> PAGE EXTRACT:

May Day Memories

For over a decade my son and I have spent the first day of May

making May Baskets.

We would take bright construction paper and roll each piece into a cone,

attach a ribbon as a handle,

and then place flowers in them.

We would leave the May Baskets on the doorknobs of neighbors all over our neighborhood.

*********

May is the month set aside by the Catholic Church

to honor Mary, the mother of Jesus.

In Catholic communities May Day is a joyous day filled with flowers and celebration.

I grew up dancing the May Pole;

the colorful streamers winding tight around a tree.

My son danced the May Pole in pre-school.

I told him about the ancient celebration of Beltane;

I told him that May Day really belongs to my Pagan self.

He did not care one way or another;

Leaving anonymous gifts all over town,

THAT is what counted.

> WHAT THE TASK ASKS:
Reproduce the passage of the May Day reflection starting with "I grew up dancing" and going on through "my Pagan self.". Work only from the May Day reflection above.

> ENTRIES SUPPLIED:
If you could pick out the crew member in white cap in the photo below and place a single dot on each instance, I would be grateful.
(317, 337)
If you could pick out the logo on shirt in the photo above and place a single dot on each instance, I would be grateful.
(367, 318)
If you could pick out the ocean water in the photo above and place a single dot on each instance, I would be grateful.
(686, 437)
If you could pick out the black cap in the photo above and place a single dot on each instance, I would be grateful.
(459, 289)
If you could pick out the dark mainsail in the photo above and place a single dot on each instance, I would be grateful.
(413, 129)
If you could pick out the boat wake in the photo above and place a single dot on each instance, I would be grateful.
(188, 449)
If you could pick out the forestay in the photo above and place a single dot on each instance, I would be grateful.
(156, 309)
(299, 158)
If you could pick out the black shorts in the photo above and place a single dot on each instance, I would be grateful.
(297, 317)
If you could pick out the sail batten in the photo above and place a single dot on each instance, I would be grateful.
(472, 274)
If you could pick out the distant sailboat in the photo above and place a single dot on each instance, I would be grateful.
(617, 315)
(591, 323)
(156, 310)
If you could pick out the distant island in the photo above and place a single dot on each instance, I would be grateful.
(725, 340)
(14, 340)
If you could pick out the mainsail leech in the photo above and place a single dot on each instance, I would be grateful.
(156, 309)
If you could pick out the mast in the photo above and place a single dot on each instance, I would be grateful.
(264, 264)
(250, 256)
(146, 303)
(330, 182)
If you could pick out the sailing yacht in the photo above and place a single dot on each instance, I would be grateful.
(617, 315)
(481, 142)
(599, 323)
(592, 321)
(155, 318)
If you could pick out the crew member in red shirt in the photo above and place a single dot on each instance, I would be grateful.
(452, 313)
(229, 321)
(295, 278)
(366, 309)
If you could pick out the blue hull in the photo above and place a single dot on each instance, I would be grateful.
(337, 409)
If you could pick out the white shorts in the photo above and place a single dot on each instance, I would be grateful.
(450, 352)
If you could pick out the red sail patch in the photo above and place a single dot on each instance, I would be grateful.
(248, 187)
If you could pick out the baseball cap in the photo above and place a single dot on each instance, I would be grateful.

> SOLUTION TO THIS TASK:
I grew up dancing the May Pole;

the colorful streamers winding tight around a tree.

My son danced the May Pole in pre-school.

I told him about the ancient celebration of Beltane;

I told him that May Day really belongs to my Pagan self.